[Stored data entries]
-------
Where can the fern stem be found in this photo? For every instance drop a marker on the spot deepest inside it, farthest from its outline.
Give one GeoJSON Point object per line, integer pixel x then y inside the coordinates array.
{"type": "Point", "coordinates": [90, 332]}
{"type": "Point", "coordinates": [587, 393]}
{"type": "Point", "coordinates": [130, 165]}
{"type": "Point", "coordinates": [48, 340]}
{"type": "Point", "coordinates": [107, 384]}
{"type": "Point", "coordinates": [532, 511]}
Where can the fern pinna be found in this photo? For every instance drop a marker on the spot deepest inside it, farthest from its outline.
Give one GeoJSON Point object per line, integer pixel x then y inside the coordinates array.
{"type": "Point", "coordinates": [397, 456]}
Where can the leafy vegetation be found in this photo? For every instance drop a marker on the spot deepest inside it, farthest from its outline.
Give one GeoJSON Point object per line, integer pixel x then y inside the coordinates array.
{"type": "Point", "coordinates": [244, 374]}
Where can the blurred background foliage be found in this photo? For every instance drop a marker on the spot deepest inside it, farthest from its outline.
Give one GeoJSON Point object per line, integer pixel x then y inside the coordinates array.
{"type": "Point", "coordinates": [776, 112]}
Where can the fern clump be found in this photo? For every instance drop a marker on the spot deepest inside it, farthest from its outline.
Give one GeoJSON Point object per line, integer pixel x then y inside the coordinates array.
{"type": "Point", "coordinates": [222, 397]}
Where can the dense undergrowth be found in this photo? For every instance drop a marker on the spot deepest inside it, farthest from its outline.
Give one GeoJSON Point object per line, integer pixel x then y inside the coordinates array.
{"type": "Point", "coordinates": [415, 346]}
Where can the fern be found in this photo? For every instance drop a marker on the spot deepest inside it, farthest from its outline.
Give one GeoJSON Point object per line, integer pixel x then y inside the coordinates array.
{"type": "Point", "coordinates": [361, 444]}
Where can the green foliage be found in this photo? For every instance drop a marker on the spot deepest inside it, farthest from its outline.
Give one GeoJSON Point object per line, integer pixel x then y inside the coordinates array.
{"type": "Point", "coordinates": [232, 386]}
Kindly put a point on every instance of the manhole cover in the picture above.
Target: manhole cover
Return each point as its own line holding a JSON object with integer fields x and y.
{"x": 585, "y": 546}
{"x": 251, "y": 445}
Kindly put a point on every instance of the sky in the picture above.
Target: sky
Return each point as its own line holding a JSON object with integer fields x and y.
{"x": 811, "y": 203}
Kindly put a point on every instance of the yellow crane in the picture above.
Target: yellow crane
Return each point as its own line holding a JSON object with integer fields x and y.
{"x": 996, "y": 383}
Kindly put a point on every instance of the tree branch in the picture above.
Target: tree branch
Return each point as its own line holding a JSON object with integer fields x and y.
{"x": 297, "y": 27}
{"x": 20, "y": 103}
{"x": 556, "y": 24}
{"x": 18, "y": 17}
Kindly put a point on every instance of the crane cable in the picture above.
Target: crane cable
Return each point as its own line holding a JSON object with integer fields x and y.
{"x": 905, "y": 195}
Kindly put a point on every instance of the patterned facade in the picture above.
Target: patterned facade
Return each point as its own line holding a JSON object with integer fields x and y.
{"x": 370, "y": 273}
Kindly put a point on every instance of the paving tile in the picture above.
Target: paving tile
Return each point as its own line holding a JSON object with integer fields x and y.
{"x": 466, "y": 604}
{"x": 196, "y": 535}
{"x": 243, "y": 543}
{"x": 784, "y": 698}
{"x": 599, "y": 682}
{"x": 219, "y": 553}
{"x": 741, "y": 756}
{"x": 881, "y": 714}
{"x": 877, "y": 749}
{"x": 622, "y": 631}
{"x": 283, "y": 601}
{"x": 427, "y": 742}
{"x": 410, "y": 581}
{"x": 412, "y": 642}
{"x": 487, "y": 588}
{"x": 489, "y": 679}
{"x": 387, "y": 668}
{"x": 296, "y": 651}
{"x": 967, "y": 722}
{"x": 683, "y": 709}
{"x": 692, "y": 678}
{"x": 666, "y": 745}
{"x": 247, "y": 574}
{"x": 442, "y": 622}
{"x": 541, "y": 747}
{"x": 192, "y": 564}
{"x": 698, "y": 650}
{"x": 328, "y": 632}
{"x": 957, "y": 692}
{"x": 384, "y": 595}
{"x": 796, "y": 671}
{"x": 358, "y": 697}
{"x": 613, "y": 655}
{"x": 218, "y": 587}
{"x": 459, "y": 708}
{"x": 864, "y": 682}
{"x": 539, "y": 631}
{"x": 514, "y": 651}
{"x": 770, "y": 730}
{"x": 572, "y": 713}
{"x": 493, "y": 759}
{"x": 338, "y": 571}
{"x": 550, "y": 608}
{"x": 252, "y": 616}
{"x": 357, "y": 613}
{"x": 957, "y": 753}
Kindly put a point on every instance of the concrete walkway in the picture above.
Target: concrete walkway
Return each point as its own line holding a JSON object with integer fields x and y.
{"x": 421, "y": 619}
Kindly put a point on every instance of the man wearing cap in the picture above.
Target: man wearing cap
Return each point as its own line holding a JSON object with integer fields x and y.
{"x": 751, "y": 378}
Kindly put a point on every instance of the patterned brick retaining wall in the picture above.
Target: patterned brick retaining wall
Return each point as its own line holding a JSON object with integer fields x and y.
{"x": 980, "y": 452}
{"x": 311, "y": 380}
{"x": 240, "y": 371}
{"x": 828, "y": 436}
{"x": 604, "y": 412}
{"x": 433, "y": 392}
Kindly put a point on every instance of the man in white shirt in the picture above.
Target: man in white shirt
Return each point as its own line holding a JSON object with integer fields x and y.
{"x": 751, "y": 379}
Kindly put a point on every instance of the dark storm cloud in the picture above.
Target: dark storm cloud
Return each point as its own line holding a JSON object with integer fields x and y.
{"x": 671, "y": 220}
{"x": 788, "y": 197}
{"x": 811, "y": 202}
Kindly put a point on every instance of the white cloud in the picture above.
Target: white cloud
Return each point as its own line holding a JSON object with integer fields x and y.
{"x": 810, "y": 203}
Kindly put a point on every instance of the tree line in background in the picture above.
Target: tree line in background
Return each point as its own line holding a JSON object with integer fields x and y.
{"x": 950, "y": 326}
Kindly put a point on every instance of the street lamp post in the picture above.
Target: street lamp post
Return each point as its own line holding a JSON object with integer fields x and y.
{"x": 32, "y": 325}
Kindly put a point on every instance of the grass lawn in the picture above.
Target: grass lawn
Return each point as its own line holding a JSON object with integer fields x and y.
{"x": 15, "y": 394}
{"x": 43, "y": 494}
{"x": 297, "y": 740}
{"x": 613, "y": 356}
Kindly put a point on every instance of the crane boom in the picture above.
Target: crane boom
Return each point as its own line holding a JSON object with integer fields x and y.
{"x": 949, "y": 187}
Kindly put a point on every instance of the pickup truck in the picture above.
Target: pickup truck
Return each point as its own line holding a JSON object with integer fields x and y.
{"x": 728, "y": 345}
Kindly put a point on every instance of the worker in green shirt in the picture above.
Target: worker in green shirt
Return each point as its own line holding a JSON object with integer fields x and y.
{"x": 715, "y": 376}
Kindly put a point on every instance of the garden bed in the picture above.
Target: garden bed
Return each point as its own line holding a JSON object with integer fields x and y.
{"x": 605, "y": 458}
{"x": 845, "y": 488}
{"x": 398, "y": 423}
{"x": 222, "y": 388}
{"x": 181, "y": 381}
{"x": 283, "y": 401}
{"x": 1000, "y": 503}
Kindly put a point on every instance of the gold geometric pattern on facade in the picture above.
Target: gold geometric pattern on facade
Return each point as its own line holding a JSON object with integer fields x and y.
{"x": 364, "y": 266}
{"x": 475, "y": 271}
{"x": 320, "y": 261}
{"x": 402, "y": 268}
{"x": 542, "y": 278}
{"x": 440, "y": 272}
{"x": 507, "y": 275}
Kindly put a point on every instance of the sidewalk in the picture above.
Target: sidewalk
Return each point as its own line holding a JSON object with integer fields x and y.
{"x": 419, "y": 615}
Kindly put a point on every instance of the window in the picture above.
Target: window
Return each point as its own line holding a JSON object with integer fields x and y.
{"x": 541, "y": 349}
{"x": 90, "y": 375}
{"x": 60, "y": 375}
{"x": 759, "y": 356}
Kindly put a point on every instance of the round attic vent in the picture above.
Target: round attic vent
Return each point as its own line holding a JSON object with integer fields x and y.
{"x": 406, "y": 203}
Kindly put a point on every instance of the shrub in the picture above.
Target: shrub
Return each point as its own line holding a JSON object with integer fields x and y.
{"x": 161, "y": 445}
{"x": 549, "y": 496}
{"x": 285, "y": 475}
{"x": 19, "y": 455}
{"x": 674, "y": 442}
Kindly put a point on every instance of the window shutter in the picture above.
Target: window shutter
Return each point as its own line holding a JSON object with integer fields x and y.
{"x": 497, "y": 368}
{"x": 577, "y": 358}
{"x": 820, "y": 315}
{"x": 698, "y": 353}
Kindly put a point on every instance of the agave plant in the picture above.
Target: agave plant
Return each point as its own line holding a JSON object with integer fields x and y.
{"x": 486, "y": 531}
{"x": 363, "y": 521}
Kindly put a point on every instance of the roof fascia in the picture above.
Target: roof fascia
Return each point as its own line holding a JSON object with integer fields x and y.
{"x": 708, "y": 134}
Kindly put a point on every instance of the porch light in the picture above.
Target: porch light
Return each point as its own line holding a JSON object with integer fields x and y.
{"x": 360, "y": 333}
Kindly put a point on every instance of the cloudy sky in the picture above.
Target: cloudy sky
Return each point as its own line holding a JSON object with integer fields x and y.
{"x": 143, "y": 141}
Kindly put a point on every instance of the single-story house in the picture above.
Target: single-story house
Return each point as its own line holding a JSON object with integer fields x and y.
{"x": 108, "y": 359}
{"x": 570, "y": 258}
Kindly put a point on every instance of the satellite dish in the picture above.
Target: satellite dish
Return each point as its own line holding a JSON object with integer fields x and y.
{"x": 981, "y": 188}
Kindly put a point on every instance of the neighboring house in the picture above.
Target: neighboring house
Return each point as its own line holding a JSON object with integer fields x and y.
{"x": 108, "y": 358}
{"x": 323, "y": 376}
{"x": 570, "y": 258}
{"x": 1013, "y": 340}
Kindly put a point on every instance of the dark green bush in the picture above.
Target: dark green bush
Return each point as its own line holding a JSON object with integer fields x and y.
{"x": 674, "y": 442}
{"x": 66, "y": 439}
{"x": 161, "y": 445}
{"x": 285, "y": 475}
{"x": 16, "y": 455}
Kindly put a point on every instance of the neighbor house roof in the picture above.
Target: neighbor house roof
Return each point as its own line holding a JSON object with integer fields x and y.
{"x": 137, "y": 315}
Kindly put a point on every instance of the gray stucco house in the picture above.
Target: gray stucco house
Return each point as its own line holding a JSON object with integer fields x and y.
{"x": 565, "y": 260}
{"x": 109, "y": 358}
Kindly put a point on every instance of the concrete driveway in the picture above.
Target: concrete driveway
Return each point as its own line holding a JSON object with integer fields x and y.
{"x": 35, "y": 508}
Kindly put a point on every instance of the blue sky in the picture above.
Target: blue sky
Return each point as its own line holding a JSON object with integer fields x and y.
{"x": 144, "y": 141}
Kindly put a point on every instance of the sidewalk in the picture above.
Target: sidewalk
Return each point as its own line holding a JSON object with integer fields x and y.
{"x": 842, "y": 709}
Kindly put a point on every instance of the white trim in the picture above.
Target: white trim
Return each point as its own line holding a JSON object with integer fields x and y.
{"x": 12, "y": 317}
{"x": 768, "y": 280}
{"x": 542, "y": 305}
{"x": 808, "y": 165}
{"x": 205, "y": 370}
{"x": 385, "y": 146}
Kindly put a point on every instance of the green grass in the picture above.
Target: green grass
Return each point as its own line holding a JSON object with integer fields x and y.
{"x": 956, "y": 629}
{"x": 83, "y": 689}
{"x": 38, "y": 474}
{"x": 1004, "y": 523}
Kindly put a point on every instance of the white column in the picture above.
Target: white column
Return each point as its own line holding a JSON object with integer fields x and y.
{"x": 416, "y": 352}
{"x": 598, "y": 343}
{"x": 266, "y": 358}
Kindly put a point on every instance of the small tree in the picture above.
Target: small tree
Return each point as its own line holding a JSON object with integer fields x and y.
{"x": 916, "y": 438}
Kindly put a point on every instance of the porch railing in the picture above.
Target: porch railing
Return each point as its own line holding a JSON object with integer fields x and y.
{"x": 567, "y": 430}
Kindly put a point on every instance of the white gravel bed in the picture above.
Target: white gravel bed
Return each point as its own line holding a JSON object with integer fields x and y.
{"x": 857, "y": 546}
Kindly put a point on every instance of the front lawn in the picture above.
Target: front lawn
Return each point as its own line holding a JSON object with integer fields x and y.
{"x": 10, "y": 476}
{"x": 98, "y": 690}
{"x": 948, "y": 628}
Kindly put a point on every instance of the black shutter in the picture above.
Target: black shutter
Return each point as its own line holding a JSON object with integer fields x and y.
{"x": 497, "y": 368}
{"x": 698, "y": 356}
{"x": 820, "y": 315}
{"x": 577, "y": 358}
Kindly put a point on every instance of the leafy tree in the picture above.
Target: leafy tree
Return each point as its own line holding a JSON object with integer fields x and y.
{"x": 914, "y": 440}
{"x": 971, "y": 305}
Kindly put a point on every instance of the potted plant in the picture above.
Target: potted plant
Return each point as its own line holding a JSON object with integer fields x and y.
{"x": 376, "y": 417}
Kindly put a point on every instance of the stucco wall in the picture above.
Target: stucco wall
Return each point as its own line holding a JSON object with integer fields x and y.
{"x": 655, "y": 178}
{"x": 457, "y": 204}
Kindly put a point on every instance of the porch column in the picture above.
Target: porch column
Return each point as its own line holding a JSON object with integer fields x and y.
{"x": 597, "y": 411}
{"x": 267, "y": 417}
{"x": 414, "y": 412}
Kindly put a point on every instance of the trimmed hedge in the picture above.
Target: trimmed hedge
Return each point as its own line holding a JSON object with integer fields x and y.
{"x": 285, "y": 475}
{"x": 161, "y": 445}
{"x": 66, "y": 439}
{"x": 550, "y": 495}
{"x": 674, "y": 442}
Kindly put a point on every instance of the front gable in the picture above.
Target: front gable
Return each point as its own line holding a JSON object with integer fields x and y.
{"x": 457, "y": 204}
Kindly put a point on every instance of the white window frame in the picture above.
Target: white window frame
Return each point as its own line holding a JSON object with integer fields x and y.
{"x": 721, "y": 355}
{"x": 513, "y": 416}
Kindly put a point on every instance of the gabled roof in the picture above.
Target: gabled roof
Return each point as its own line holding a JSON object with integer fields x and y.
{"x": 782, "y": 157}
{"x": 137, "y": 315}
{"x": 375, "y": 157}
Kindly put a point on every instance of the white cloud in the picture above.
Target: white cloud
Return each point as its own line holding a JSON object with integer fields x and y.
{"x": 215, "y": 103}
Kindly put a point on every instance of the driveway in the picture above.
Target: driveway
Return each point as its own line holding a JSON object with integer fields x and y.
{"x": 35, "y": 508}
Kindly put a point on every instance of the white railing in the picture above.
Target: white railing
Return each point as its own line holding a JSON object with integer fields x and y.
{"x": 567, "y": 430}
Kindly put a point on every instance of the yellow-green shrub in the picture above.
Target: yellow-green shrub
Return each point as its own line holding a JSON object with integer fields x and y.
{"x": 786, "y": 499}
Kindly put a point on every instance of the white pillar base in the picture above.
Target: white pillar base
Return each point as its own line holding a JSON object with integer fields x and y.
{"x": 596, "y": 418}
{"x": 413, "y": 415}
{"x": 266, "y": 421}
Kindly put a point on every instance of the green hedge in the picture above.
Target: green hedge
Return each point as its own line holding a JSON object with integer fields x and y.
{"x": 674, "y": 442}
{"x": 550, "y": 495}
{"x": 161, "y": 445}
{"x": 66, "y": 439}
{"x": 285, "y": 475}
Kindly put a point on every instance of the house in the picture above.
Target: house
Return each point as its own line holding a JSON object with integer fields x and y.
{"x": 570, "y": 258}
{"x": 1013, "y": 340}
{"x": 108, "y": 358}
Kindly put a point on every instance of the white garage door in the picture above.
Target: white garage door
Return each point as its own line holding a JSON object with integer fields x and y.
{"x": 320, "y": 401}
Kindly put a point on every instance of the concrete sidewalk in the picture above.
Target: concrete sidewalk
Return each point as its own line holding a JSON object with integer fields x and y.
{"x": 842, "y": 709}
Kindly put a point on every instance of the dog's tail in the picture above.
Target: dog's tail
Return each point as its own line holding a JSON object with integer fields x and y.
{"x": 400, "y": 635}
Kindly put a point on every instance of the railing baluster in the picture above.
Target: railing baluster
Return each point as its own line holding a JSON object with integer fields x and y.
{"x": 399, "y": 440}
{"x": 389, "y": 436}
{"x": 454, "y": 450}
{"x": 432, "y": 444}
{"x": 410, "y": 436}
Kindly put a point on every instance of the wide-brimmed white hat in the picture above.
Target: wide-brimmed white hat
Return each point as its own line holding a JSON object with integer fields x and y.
-------
[Exercise] When you reach the line containing "Kindly put a point on every instance of the yellow-green" in the data above, start copying exactly, and stop after the line containing "Kindly put a point on every instance of the white garage".

[Solution for this exercise]
Kindly put a point on every instance of the yellow-green shrub in the picture above.
Target: yellow-green shrub
Return each point as its own line holding a JSON object with integer fields x and y.
{"x": 786, "y": 499}
Kindly put a point on every instance of the white pillar base in the picture above.
Target: white pillar base
Return each point as its own line holding a JSON object with integer fields x and y.
{"x": 596, "y": 418}
{"x": 413, "y": 415}
{"x": 266, "y": 421}
Kindly put a point on every instance of the green hedge in the picture above.
Target: green hedge
Return each point as its own line holding a JSON object with integer fields x and y.
{"x": 674, "y": 442}
{"x": 550, "y": 495}
{"x": 161, "y": 445}
{"x": 66, "y": 439}
{"x": 285, "y": 475}
Kindly put a point on every instance of the house in the picture above.
Target: house
Return each point as its own line holding a JSON object with integer fields x and y.
{"x": 570, "y": 258}
{"x": 1013, "y": 340}
{"x": 108, "y": 358}
Kindly put a point on every instance of the white garage door in the picture above.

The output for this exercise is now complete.